TASK:
Down to the final line, print the records again exactly.

INPUT DATA:
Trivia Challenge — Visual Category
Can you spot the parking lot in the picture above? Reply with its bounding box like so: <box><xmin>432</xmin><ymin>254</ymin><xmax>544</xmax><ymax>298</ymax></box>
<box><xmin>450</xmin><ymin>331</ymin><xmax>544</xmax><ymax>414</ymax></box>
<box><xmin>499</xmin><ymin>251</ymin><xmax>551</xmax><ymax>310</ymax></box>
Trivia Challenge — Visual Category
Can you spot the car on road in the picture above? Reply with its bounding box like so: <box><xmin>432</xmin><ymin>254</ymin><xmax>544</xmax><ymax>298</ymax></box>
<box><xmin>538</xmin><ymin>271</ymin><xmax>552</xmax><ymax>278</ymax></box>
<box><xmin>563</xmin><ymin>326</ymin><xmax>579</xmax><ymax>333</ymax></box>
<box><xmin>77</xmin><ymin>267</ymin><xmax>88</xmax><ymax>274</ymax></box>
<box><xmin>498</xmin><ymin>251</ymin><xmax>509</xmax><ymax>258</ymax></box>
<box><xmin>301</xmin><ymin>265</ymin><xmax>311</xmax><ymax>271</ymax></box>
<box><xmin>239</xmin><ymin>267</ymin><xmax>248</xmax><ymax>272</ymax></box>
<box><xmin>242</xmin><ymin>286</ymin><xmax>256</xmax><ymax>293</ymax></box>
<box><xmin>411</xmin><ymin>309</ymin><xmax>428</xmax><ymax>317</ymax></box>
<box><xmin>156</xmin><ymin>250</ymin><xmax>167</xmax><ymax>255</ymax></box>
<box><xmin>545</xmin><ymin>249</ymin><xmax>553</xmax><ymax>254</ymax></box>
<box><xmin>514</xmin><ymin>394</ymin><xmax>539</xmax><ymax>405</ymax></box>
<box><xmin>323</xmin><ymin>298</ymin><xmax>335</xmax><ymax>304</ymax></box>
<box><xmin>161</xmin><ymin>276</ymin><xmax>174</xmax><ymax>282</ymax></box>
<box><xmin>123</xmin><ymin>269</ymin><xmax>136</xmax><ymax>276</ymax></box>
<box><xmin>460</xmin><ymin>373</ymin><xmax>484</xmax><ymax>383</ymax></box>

TASK ANSWER:
Trivia Challenge — Visual Category
Can you spot the parking lot in the picture above? Reply with its bounding box like so: <box><xmin>432</xmin><ymin>254</ymin><xmax>544</xmax><ymax>298</ymax></box>
<box><xmin>450</xmin><ymin>331</ymin><xmax>544</xmax><ymax>414</ymax></box>
<box><xmin>499</xmin><ymin>251</ymin><xmax>551</xmax><ymax>310</ymax></box>
Trivia Challenge — Visual Category
Can you spot the car on road in the picture above? Reply with its bounding box like so: <box><xmin>432</xmin><ymin>254</ymin><xmax>544</xmax><ymax>298</ymax></box>
<box><xmin>538</xmin><ymin>271</ymin><xmax>552</xmax><ymax>278</ymax></box>
<box><xmin>563</xmin><ymin>326</ymin><xmax>579</xmax><ymax>333</ymax></box>
<box><xmin>77</xmin><ymin>267</ymin><xmax>88</xmax><ymax>274</ymax></box>
<box><xmin>498</xmin><ymin>251</ymin><xmax>509</xmax><ymax>258</ymax></box>
<box><xmin>301</xmin><ymin>265</ymin><xmax>311</xmax><ymax>271</ymax></box>
<box><xmin>239</xmin><ymin>267</ymin><xmax>248</xmax><ymax>272</ymax></box>
<box><xmin>242</xmin><ymin>286</ymin><xmax>256</xmax><ymax>293</ymax></box>
<box><xmin>411</xmin><ymin>309</ymin><xmax>428</xmax><ymax>317</ymax></box>
<box><xmin>156</xmin><ymin>250</ymin><xmax>167</xmax><ymax>255</ymax></box>
<box><xmin>545</xmin><ymin>249</ymin><xmax>553</xmax><ymax>254</ymax></box>
<box><xmin>514</xmin><ymin>394</ymin><xmax>539</xmax><ymax>405</ymax></box>
<box><xmin>323</xmin><ymin>298</ymin><xmax>335</xmax><ymax>304</ymax></box>
<box><xmin>161</xmin><ymin>276</ymin><xmax>174</xmax><ymax>282</ymax></box>
<box><xmin>123</xmin><ymin>269</ymin><xmax>136</xmax><ymax>276</ymax></box>
<box><xmin>460</xmin><ymin>373</ymin><xmax>484</xmax><ymax>383</ymax></box>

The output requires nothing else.